*TEXT EXCERPT:*
◆ ◆ ◆ ◆ ◆ ◆ ◆

In recent years, elevated GGT measurements have proved to be effective early warning signs of other health risks such as atherosclerosis, stroke, type 2 diabetes, kidney disease and cancer.
Large population studies conducted in the US and around the world have identified increased risks of metabolic syndrome, including heart and cardiovascular diseases and diabetes, as well as cancer and all-cause mortality in both men and women.
When GGT concentrations exceeded the lowest 25% to 35% of normal population ranges, disease risks grow in proportion to increases in GGT. People faced increased disease risk once GGT rose above the “low-normal” range for their gender.
Medical researchers describe this phenomenon as a “dose-response relationship,” essentially, the higher the GGT concentration, the greater the risks of future diseases and premature mortality, even when GGT levels were still well-within “normal” laboratory ranges.

◆ ◆ ◆ ◆ ◆ ◆ ◆

*SOURCE DATA:*
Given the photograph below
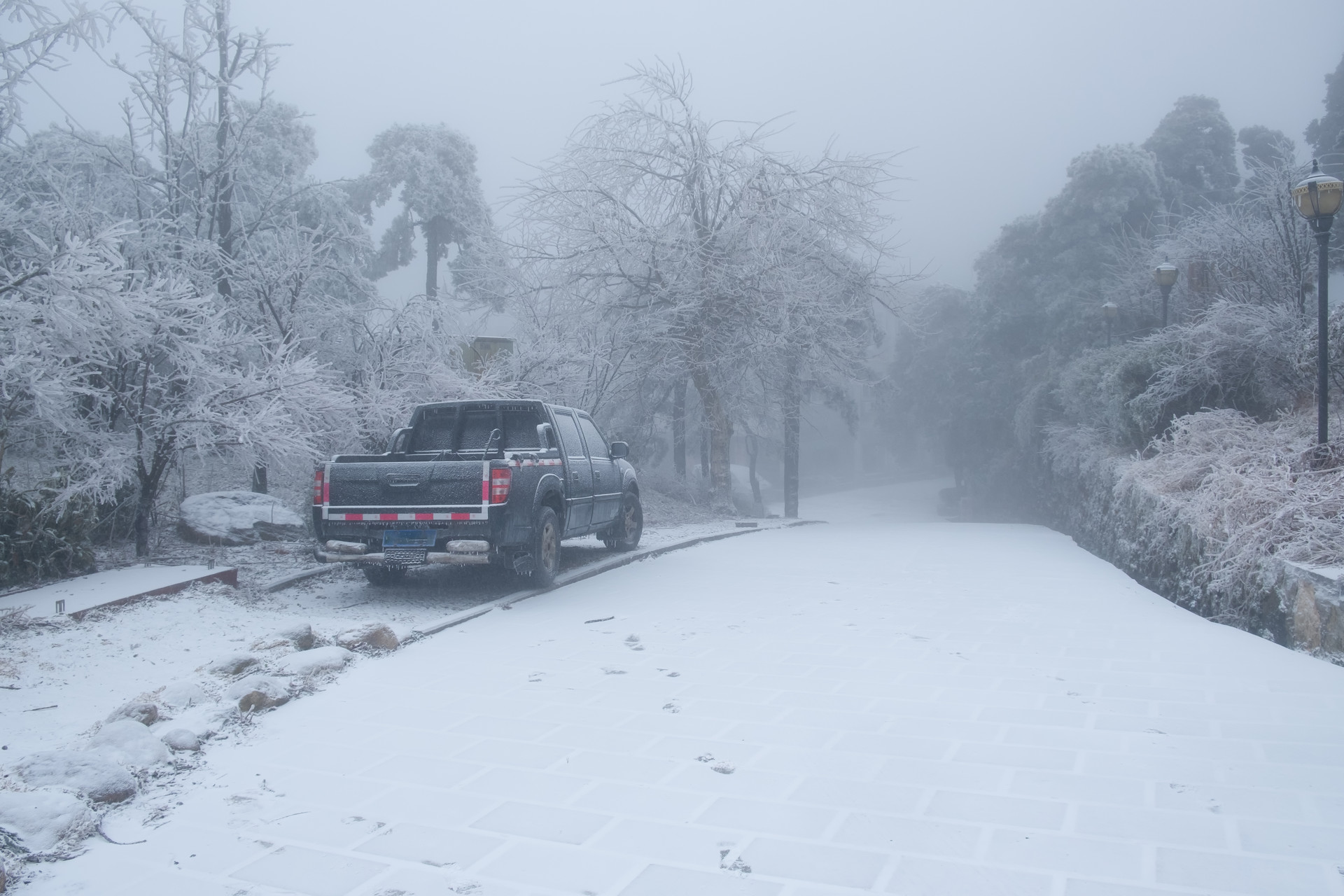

◆ ◆ ◆ ◆ ◆ ◆ ◆

*WHAT YOU SHOULD DO:* Reproduce word for word the passage of the GGT text above that opens with the words containing "When GGT concentrations" and closes with "for their gender.".

*WRITTEN REPLY:*
When GGT concentrations exceeded the lowest 25% to 35% of normal population ranges, disease risks grow in proportion to increases in GGT. People faced increased disease risk once GGT rose above the “low-normal” range for their gender.